Exercise brief: Copy the data below line for line, leaving out the pictures.

□ □ □ □ □

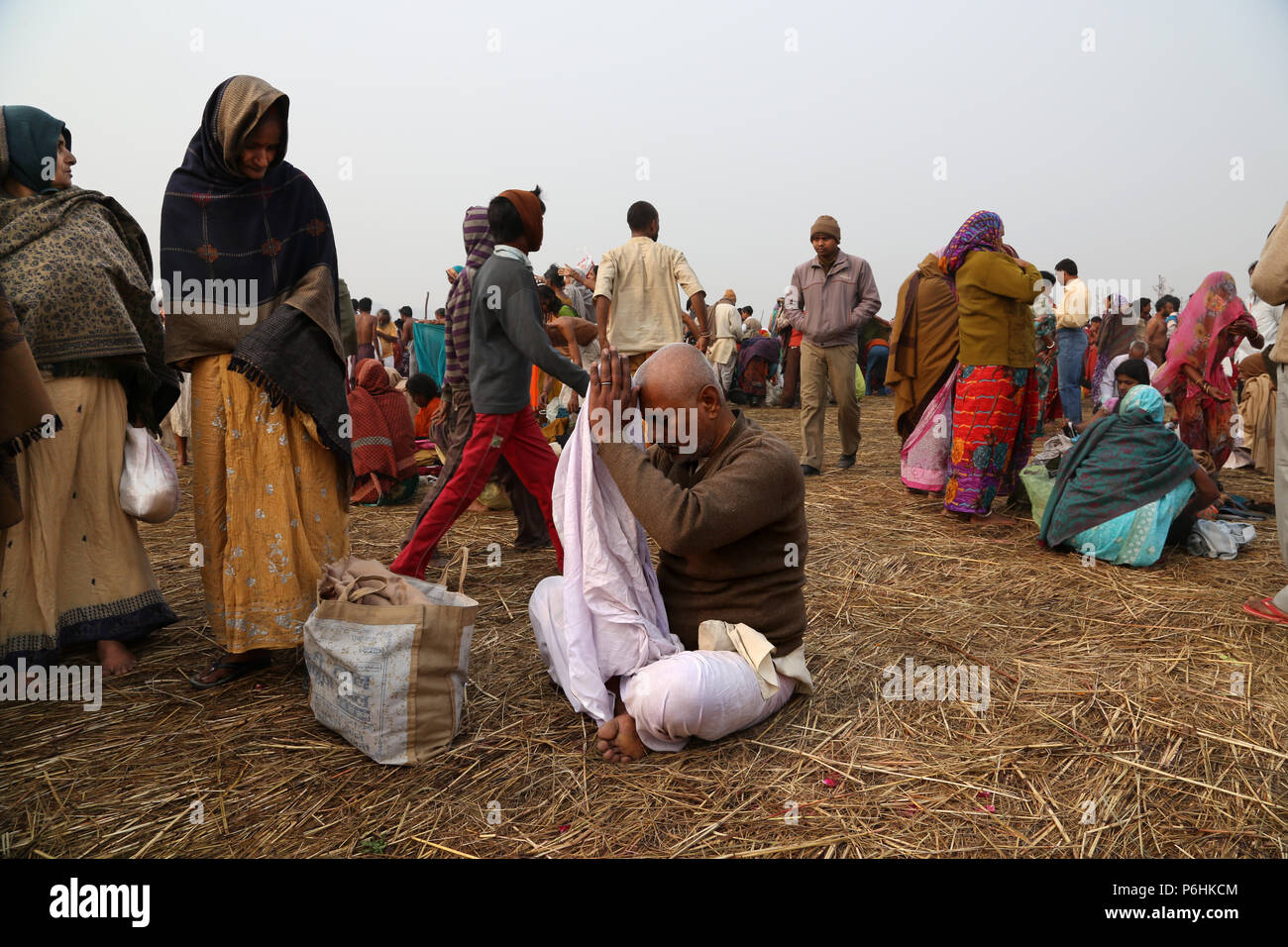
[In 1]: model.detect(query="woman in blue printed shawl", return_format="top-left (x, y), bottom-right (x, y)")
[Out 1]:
top-left (161, 76), bottom-right (352, 688)
top-left (1038, 385), bottom-right (1218, 566)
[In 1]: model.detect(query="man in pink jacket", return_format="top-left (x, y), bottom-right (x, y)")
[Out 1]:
top-left (783, 214), bottom-right (881, 476)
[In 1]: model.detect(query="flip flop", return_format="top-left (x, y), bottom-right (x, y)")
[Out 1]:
top-left (1243, 598), bottom-right (1288, 625)
top-left (188, 655), bottom-right (273, 690)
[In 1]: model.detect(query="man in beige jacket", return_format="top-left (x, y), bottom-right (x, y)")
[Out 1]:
top-left (593, 201), bottom-right (709, 371)
top-left (783, 214), bottom-right (881, 476)
top-left (1243, 205), bottom-right (1288, 625)
top-left (707, 290), bottom-right (743, 394)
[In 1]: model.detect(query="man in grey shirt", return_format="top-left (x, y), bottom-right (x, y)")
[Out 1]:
top-left (389, 188), bottom-right (590, 579)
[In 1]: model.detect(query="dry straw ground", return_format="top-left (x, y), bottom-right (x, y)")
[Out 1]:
top-left (0, 398), bottom-right (1288, 858)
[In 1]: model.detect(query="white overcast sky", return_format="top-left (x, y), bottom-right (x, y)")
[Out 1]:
top-left (0, 0), bottom-right (1288, 318)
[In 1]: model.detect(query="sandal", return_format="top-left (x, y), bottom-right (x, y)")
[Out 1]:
top-left (1243, 598), bottom-right (1288, 625)
top-left (188, 655), bottom-right (273, 690)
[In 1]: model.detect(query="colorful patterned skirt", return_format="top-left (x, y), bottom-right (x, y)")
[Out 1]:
top-left (1171, 377), bottom-right (1234, 471)
top-left (192, 355), bottom-right (349, 655)
top-left (944, 365), bottom-right (1039, 515)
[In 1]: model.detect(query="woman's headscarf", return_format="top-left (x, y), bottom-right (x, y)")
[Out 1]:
top-left (1154, 271), bottom-right (1252, 394)
top-left (0, 107), bottom-right (179, 432)
top-left (1038, 385), bottom-right (1198, 546)
top-left (161, 76), bottom-right (349, 456)
top-left (939, 210), bottom-right (1002, 277)
top-left (0, 106), bottom-right (72, 194)
top-left (349, 359), bottom-right (416, 489)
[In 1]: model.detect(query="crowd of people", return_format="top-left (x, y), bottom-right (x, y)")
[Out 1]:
top-left (0, 76), bottom-right (1288, 762)
top-left (888, 211), bottom-right (1288, 566)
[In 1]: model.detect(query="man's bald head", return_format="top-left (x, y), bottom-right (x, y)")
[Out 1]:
top-left (634, 342), bottom-right (734, 458)
top-left (635, 342), bottom-right (724, 407)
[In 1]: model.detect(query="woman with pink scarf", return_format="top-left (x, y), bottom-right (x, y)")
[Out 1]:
top-left (1153, 273), bottom-right (1265, 471)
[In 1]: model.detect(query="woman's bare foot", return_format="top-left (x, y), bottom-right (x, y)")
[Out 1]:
top-left (595, 714), bottom-right (648, 763)
top-left (940, 509), bottom-right (1015, 526)
top-left (98, 642), bottom-right (139, 678)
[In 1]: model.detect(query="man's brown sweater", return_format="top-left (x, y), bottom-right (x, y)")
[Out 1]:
top-left (599, 410), bottom-right (808, 657)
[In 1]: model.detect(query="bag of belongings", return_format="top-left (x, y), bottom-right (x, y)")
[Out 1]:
top-left (304, 549), bottom-right (478, 764)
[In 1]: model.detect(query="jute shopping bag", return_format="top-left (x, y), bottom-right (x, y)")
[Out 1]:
top-left (304, 549), bottom-right (478, 764)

□ □ □ □ □

Exercise response:
[In 1]: model.detect(query="woman in blue printed shawl", return_format="top-left (x, y), bottom-right (x, y)")
[Out 1]:
top-left (161, 76), bottom-right (352, 688)
top-left (1038, 385), bottom-right (1218, 566)
[In 1]: model.detect(query="man in pink jacket", return_format="top-left (x, y), bottom-right (x, y)")
[Out 1]:
top-left (783, 214), bottom-right (881, 476)
[In 1]: model.detect(query="flip flop", return_format="top-left (x, y), bottom-right (x, y)")
[Out 1]:
top-left (1243, 598), bottom-right (1288, 625)
top-left (188, 655), bottom-right (273, 690)
[In 1]: model.detect(query="man in beige jacket", return_format="top-left (x, y), bottom-right (x, y)")
[Out 1]:
top-left (593, 201), bottom-right (709, 371)
top-left (783, 214), bottom-right (881, 476)
top-left (1243, 205), bottom-right (1288, 625)
top-left (707, 290), bottom-right (743, 394)
[In 1]: model.detect(query="man in grey shirt", return_format="top-left (x, y), bottom-right (x, y)")
[Out 1]:
top-left (389, 188), bottom-right (590, 579)
[In 1]: model.detect(query="dry straw ground", return_format="top-left (x, y), bottom-right (x, y)")
[Out 1]:
top-left (0, 398), bottom-right (1288, 858)
[In 1]: model.detect(query="white overcast sky", return_format="top-left (x, y), bottom-right (x, y)")
[Out 1]:
top-left (0, 0), bottom-right (1288, 318)
[In 1]: model.detect(query="sandal", return_format="top-left (x, y), bottom-right (x, y)")
[Out 1]:
top-left (1243, 598), bottom-right (1288, 625)
top-left (188, 655), bottom-right (273, 690)
[In 1]: model.detect(query="colorful patterned skirt", return_format="top-left (x, y), bottom-right (x, y)")
[Out 1]:
top-left (1171, 377), bottom-right (1234, 471)
top-left (192, 355), bottom-right (349, 655)
top-left (944, 365), bottom-right (1039, 515)
[In 1]: model.detect(query="woman's headscarf", return_format="top-left (x, y), bottom-right (x, y)")
[Out 1]:
top-left (1154, 271), bottom-right (1252, 394)
top-left (0, 107), bottom-right (179, 432)
top-left (1038, 385), bottom-right (1198, 546)
top-left (161, 76), bottom-right (349, 456)
top-left (939, 210), bottom-right (1002, 277)
top-left (0, 106), bottom-right (72, 194)
top-left (349, 359), bottom-right (416, 489)
[In 1]: model.detect(query="crowd of people", return_format="top-left (x, y), bottom-right (x, y)")
[Out 1]:
top-left (0, 76), bottom-right (1288, 762)
top-left (888, 211), bottom-right (1288, 566)
[In 1]: model.detect(query="man's bald head", return_format="top-left (x, y), bottom-right (x, y)")
[Out 1]:
top-left (634, 342), bottom-right (734, 458)
top-left (635, 342), bottom-right (724, 407)
[In 1]: model.detect(query="woman with pink scarf", return_format="top-left (x, y), bottom-right (x, y)")
[Out 1]:
top-left (1153, 273), bottom-right (1265, 471)
[In 1]: model.detect(query="woman's bare foot", return_format="top-left (x, y), bottom-right (x, y)")
[Out 1]:
top-left (595, 714), bottom-right (648, 763)
top-left (940, 509), bottom-right (1015, 526)
top-left (98, 642), bottom-right (139, 678)
[In 1]: model.detect(query="man's brown sweater", return_format="top-left (x, y), bottom-right (x, y)")
[Out 1]:
top-left (599, 410), bottom-right (808, 657)
[In 1]: model.detect(query="bag of belongings", return_format="top-left (x, y), bottom-right (x, y)")
[Out 1]:
top-left (304, 549), bottom-right (478, 764)
[In 1]: model.detect(query="jute shopping bag", return_format="top-left (x, y), bottom-right (x, y)")
[Out 1]:
top-left (304, 549), bottom-right (478, 764)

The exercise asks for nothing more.